## Task input
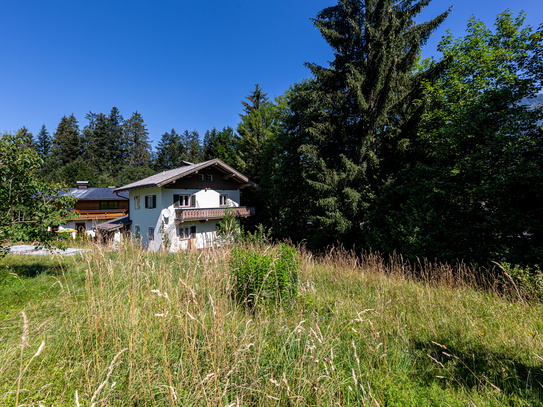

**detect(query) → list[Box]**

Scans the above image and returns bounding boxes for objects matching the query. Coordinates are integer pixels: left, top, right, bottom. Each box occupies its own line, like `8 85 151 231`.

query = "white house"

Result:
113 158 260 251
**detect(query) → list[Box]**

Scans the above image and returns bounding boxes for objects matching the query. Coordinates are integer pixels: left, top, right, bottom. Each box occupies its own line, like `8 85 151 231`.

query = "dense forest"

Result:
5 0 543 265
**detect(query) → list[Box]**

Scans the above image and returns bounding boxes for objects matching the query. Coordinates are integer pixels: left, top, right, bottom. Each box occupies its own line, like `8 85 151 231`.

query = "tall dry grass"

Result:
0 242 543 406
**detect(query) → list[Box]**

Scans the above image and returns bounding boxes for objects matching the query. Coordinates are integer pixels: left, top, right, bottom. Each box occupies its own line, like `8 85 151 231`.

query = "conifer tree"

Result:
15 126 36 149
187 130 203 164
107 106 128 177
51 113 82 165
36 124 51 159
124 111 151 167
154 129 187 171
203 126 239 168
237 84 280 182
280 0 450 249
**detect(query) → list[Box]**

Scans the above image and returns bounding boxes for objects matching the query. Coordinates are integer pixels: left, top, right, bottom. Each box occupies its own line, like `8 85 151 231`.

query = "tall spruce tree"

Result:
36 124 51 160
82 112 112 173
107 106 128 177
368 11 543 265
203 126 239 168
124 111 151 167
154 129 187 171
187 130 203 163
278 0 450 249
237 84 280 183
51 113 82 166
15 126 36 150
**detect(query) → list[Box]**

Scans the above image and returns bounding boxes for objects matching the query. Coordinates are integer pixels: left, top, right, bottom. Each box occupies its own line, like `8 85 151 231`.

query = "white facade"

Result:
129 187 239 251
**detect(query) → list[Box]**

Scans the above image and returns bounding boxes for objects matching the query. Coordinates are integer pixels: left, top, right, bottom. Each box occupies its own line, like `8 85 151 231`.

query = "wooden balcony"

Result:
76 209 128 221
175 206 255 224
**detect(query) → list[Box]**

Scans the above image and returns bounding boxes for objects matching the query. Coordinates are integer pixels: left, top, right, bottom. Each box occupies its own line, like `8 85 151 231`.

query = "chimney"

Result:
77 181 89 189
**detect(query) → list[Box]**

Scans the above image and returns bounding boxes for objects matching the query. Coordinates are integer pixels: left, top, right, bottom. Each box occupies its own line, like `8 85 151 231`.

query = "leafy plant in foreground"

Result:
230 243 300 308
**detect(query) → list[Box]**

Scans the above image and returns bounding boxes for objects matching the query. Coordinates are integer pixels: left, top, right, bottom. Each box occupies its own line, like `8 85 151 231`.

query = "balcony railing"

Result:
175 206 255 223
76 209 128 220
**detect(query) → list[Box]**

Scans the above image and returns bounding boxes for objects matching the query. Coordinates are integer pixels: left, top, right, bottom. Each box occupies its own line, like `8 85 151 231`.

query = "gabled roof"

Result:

## What you are asked to do
Copy out every line from the first one through the line containing "129 187 239 251", inclusive, swapping "spruce" for "pine" and changing nothing else. Leave the pictures out of your answer.

## Final result
**detect(query) → list[Box]**

Scans the above image and returns bounding boxes for objects matching the query. Coordinates are integer pixels: left, top, right, bottom. Each box occupies its own line, like `8 85 151 231`.

query = "white house"

Result:
113 158 260 251
**detect(query) → list[Box]**

Scans the above image and returns bounding boxes for objects matching the query. Coordinates are integer pixels: left, top, right, bottom. Each box occupies its own line, like `8 85 151 231`.

query = "dense forest"

Result:
5 0 543 265
**detect(query) → list[Box]**

Scans the above image and returns bounding boxes for objects matching the query. Coordinates are integer pixels: left, top, right, bottom. Each box occupies its own line, like `8 85 151 231`.

query = "tall dry grass"

Result:
0 242 543 406
**detect(query) → list[Box]**

Scans the above image and returns bounding boxes for objects matching the query. Coordinates are integer pixels: left, top, right, bottom. Each box occupies its own line, like `8 85 151 231`.

query = "conifer tree"

Result:
15 126 36 149
187 130 203 164
107 106 128 177
51 113 82 165
36 124 51 159
124 111 151 167
154 129 187 171
203 126 239 168
237 84 280 182
280 0 450 249
**detect(query) → list[Box]**

Scans the above image and returns bounding boxes for objects matching the query. Coordinates are integer pixels: left, top, right, bottom. Each box occupies its own line, like `8 85 151 231`.

query = "tall pine tree"

Result:
36 124 51 160
82 112 112 173
107 106 128 177
368 11 543 265
203 126 239 168
124 111 151 167
154 129 187 171
187 130 203 163
278 0 450 249
237 84 280 183
51 113 82 166
15 126 36 150
**detect(query) → list[Box]**

Scans the above image and returns bounding boxes for objects matching the query. Coordinates are integer pixels: left, top, right, bottom. Each box occupies its own line, like `8 85 151 231`.

query = "white facade"

Result:
129 187 239 251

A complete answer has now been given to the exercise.